▸ **Textabschnitt**:
------------------------------------------------------------

Gechingen/Aidlingen - "Jetzt geht wieder so ein komisches Jahr zu Ende. Viele Menschen hatten sich für 2022 ein Ende der Coronakrise und ein friedvolles, normales Jahr gewünscht. Aber insbesondere durch den kriegerischen Angriff auf die Ukraine kam alles anders als gehofft. Statt Frieden und Erholung kamen neue Krisen und Unsicherheiten in die Welt." Das schreiben die "Pro Haiti"-Vorstandsmitglieder Martin Hovekamp, Rolf Kossbiel und Franz Groll in ihrem jüngsten Jahresbericht. Der Verein hat seinen Sitz in Aidlingen und zahlreiche Mitglieder sowie Unterstützer im Gäu. Bekanntester Entwicklungshelfer aus dem Gäu im wahrsten Sinne des Wortes ist Franz Groll aus Gechingen, der bereits mehrfach Einsätze in dem Land absolviert hat.

Politische und wirtschaftliche Lage nach wie vor prekär

Durch die guten Partnerschaften in Haiti und die Zusammenarbeit mit anderen deutschen Initiativen, die für die haitianische Bevölkerung aktiv sind, sei der Vorstand stets gut informiert über die dortige Lage. "Aber insbesondere seit dem Präsidentenmord im Juli 2021 und seit dem schweren Erdbeben im August 2021 war die politische und wirtschaftliche Situation in Haiti immer schlechter geworden", so die drei Vorstandsmitglieder weiter. Die handlungsunfähige politische Regierung habe gleichzeitig den Spielraum für kriminelle Banden vergrößert, was zu noch instabileren und unsichereren Lebensverhältnissen geführt habe. Die von der Politik enttäuschte Bevölkerung habe sich immer wieder an Protesten beteiligt und dies nicht nur in der Hauptstadt, sondern zunehmend auch in ländlichen Regionen. "Zuletzt hat eine kriminell organisierte Blockade der haitianischen Treibstoffversorgung zur wochenlangen Lähmung des gesamten Landes geführt, da selbst für die Lebensmittelversorgung keine Transporte mehr möglich waren. Der Verkehr war zusammengebrochen und die Schulen konnten nicht rechtzeitig ihren Betrieb aufnehmen", ist im Jahresbericht 2022 weiter zu lesen.

------------------------------------------------------------

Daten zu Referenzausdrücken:
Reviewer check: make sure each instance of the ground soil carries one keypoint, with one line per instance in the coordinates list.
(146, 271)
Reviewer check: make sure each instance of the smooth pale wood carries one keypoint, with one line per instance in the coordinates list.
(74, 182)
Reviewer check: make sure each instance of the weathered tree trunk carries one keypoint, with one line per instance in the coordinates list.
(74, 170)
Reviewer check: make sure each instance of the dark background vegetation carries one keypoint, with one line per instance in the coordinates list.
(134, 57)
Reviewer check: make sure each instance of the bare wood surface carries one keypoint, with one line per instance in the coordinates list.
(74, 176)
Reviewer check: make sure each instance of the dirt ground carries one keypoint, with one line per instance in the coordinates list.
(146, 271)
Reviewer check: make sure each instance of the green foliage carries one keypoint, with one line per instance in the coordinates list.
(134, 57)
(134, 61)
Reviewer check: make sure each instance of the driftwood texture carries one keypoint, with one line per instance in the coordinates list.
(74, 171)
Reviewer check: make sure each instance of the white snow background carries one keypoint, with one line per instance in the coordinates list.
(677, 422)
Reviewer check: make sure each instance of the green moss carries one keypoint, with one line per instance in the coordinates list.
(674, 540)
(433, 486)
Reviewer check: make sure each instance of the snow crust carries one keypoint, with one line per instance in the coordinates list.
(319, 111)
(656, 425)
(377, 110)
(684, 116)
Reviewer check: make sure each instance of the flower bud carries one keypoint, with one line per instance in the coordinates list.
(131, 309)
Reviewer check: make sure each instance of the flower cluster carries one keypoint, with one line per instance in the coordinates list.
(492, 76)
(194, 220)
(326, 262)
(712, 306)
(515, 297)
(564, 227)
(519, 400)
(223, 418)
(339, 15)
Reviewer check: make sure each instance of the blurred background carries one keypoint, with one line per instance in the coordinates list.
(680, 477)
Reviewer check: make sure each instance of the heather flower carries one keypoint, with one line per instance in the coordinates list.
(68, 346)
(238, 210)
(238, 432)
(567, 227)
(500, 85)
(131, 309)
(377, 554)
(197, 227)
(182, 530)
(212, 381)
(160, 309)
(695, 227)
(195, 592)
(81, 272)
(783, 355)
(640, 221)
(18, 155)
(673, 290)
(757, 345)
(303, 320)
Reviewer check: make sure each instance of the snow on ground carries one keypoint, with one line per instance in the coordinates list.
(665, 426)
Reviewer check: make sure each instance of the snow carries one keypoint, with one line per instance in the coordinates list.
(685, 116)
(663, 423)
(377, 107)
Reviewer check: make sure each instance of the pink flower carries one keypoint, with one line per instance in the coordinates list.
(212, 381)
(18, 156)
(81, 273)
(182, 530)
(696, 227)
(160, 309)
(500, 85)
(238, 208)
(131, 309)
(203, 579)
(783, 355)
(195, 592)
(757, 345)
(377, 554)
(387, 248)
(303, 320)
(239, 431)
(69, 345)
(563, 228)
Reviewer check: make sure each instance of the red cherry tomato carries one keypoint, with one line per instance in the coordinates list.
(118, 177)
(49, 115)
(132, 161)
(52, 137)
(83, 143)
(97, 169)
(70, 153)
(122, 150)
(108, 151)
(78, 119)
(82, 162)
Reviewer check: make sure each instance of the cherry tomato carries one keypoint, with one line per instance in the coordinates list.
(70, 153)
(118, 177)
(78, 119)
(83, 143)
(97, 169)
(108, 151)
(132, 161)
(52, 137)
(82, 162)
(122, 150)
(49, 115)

------------------------------------------------------------

▸ **Fragen zum Material**:
A - In welchem Ort hat der Verein „Pro Haiti“ laut dem Text über den Verein Pro Haiti seinen Sitz?
B - Greifen Sie den Text über den Verein Pro Haiti auf und führen Sie ihn im Anschluss an seinen letzten Satz weiter.
Das Material ist vom Text unabhängig und steht für sich.

▸ **Antworten**:
A - Der Verein hat seinen Sitz in Aidlingen.

B -
Wiederaufbauprojekte geraten ins Stocken

All dies führe auch im entlegenen Jérémie zu Versorgungsengpässen, die direkte Auswirkung auf den dortigen, vom Verein initiierten Ausbildungs- und Produktionsbetrieb haben. Auch der Selbsthilfeverein Omadej sei aktuell stark eingeschränkt und könne seine Wiederaufbauprojekte nicht so zügig voranbringen, "wie wir es aus der Vergangenheit schon gut verfolgen konnte".

Ein Jahrzehnt großer Naturkatastrophen

Dabei gebe es nach einem Jahrzehnt großer Naturkatastrophen (2010: großes Erdbeben, 2016: Hurrikan "Matthew", 2021: wieder heftige Erdbeben) mehr als genug zu tun. "Wir sind froh und dankbar für die großartige Unterstützung, die wir für die Selbsthilfeprojekte von Omadej von den Weltläden aus Herrenberg und Aidlingen erhalten haben. Besonders glücklich sind wir auch, dass regelmäßig Schüler in Deutschland für Schüler in Haiti aktiv sind und mit besonderen Aktionen wie dem Sponsorenlauf an der Schlehengäuschule Gechingen so wertvolle Unterstützung leisten", so das Trio weiter. Man sei allen Spendern sehr dankbar, durch die Hilfsprojekte zur Selbsthilfe erst ermöglicht werden könnten.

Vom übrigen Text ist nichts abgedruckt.